Exercise goal: Whenever the word "covered" appears in a line of the data below, copy that line.

Data for processing:
§

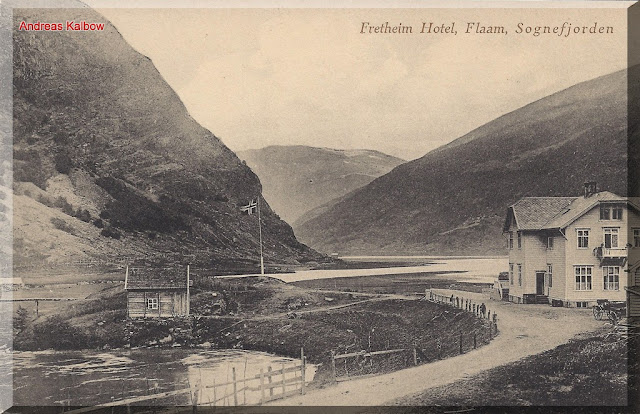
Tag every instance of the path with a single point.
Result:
(524, 330)
(461, 269)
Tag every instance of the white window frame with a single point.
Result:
(611, 231)
(519, 274)
(585, 285)
(611, 278)
(585, 235)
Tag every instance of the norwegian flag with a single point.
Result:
(250, 208)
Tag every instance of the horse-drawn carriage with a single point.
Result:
(614, 311)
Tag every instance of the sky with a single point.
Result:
(285, 76)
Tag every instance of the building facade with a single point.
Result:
(157, 293)
(571, 251)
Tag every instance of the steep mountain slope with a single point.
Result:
(453, 200)
(109, 164)
(298, 178)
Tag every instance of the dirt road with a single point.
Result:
(524, 330)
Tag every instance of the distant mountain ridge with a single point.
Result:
(453, 200)
(109, 164)
(296, 178)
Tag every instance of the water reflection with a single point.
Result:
(89, 378)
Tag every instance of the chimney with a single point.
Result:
(590, 188)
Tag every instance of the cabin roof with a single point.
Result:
(144, 278)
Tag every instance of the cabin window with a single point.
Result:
(616, 213)
(519, 275)
(611, 237)
(583, 277)
(583, 238)
(611, 277)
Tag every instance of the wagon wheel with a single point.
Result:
(613, 317)
(597, 313)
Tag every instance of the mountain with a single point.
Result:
(108, 164)
(453, 200)
(297, 179)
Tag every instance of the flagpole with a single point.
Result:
(260, 233)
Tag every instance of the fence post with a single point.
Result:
(261, 386)
(235, 386)
(333, 366)
(302, 369)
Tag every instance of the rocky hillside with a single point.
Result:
(453, 200)
(297, 179)
(109, 164)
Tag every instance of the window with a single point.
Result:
(610, 237)
(583, 277)
(583, 238)
(616, 213)
(611, 277)
(519, 275)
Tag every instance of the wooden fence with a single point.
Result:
(269, 385)
(356, 364)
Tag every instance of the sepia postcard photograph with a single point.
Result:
(286, 206)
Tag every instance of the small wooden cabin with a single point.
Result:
(157, 292)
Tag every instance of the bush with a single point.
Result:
(83, 215)
(57, 333)
(64, 205)
(63, 163)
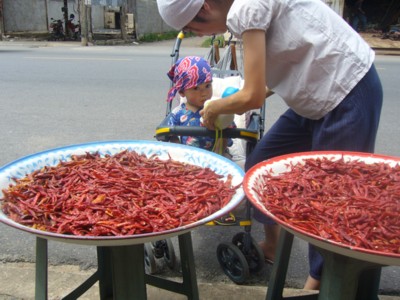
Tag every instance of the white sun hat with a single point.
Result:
(178, 13)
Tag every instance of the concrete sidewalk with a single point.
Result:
(18, 283)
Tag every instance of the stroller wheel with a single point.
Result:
(169, 254)
(251, 251)
(233, 262)
(149, 259)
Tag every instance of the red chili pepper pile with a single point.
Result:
(353, 203)
(122, 194)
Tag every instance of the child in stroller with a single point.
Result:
(192, 80)
(242, 255)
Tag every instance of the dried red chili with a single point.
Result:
(351, 202)
(122, 194)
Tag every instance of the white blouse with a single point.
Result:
(314, 58)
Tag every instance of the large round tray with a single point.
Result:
(281, 164)
(191, 155)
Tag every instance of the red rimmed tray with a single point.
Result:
(282, 164)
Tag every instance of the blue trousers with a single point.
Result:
(351, 126)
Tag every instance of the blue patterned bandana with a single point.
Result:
(188, 73)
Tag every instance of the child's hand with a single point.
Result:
(221, 121)
(208, 116)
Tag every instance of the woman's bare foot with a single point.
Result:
(268, 246)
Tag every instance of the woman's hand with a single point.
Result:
(208, 115)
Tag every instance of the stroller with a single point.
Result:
(242, 256)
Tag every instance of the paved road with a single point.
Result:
(55, 96)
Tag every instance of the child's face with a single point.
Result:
(198, 95)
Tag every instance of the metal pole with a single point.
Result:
(84, 23)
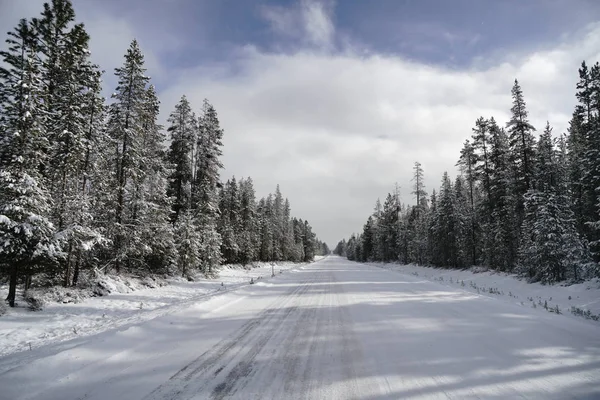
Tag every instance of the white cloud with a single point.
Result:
(336, 131)
(308, 21)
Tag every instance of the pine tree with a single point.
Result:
(446, 226)
(419, 185)
(249, 235)
(183, 130)
(205, 186)
(501, 229)
(71, 92)
(187, 243)
(551, 250)
(26, 233)
(125, 129)
(150, 217)
(467, 164)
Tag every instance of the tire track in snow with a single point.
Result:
(242, 346)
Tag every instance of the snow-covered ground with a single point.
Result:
(581, 300)
(333, 329)
(131, 301)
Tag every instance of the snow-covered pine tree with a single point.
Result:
(551, 249)
(265, 209)
(466, 164)
(229, 221)
(26, 234)
(446, 227)
(70, 83)
(463, 222)
(521, 141)
(183, 130)
(433, 243)
(278, 225)
(187, 243)
(205, 186)
(288, 233)
(249, 240)
(150, 206)
(125, 129)
(389, 227)
(501, 229)
(589, 96)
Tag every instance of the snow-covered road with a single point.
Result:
(331, 330)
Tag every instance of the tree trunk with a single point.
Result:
(12, 288)
(76, 271)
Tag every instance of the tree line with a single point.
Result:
(519, 204)
(91, 186)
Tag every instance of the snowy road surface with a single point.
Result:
(331, 330)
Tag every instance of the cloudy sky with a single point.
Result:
(335, 100)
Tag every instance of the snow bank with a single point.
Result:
(119, 300)
(581, 300)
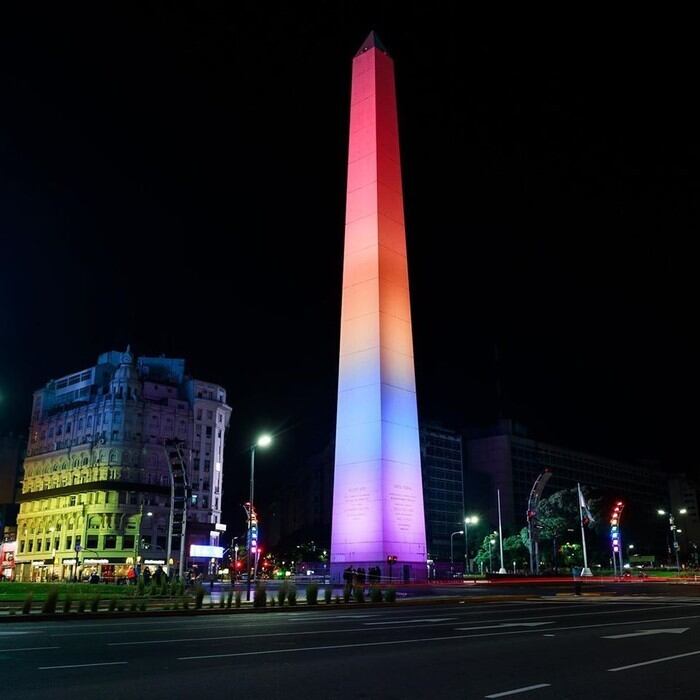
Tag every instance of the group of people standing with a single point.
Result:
(359, 577)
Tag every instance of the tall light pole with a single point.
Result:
(469, 520)
(672, 525)
(262, 441)
(452, 558)
(500, 532)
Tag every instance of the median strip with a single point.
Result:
(524, 689)
(103, 663)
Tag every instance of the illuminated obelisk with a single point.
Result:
(377, 491)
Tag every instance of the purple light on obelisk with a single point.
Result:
(377, 491)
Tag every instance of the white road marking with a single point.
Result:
(505, 624)
(654, 661)
(646, 633)
(401, 641)
(525, 689)
(413, 621)
(104, 663)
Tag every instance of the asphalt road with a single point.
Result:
(554, 647)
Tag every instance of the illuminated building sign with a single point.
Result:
(200, 550)
(377, 492)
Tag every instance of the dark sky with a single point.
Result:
(174, 179)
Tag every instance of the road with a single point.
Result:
(544, 648)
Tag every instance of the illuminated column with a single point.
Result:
(378, 493)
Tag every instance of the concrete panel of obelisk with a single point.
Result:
(377, 489)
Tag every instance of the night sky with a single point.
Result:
(175, 179)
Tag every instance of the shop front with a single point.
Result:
(7, 561)
(109, 570)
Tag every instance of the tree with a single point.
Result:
(558, 519)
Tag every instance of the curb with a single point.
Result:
(128, 614)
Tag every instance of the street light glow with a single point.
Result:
(264, 440)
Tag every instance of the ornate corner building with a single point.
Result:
(96, 474)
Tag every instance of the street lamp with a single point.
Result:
(452, 559)
(672, 525)
(469, 520)
(263, 441)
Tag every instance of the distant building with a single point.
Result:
(301, 508)
(96, 474)
(684, 496)
(443, 492)
(507, 457)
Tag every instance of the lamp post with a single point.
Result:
(672, 525)
(262, 441)
(469, 520)
(502, 570)
(452, 558)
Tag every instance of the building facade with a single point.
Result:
(506, 457)
(443, 493)
(683, 493)
(96, 485)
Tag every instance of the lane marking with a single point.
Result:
(654, 661)
(646, 633)
(408, 622)
(363, 629)
(505, 624)
(415, 641)
(515, 691)
(104, 663)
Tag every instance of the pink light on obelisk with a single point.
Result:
(377, 491)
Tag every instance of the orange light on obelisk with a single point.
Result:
(378, 494)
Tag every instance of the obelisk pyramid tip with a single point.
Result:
(371, 42)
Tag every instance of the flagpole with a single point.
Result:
(585, 571)
(500, 531)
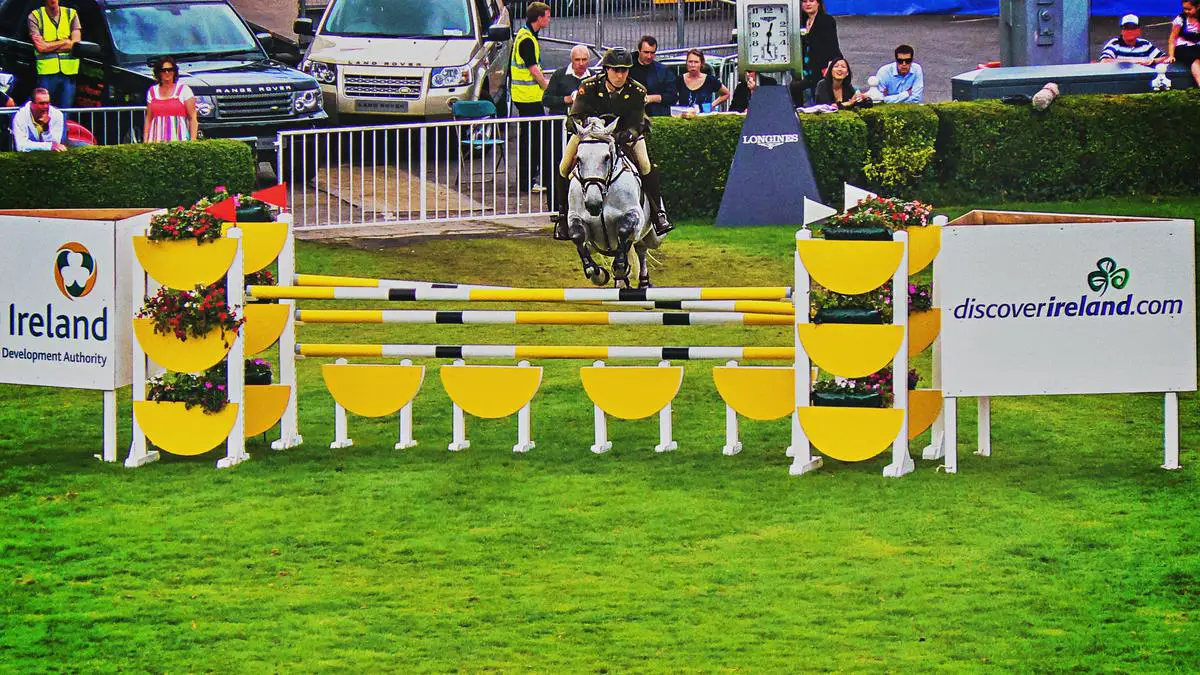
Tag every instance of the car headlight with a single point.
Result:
(324, 73)
(450, 76)
(205, 106)
(306, 101)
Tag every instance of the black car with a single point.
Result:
(240, 91)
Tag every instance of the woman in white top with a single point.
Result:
(171, 107)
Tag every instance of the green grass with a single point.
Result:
(1068, 549)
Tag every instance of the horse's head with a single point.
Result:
(594, 161)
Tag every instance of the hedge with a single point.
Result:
(156, 174)
(981, 151)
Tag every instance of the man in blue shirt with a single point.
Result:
(903, 82)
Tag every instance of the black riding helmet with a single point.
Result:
(617, 58)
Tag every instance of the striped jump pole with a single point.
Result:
(516, 294)
(757, 306)
(545, 352)
(540, 317)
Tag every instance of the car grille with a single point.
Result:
(256, 106)
(376, 87)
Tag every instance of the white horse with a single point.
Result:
(606, 210)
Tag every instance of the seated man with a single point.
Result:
(39, 126)
(901, 82)
(612, 94)
(1131, 46)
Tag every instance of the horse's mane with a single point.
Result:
(594, 129)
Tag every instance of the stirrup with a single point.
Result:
(661, 225)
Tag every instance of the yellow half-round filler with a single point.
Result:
(264, 406)
(923, 408)
(850, 350)
(924, 243)
(261, 243)
(372, 389)
(183, 264)
(491, 390)
(850, 434)
(195, 354)
(850, 268)
(181, 431)
(264, 324)
(631, 392)
(757, 392)
(923, 329)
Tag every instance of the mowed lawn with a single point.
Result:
(1068, 549)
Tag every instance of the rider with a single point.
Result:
(607, 95)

§

Output:
Tag every instance of the snow-covered ground with a single point.
Tag every instance of the snow-covered pine tree with a single point.
Tag every instance of the snow-covered road with a single point.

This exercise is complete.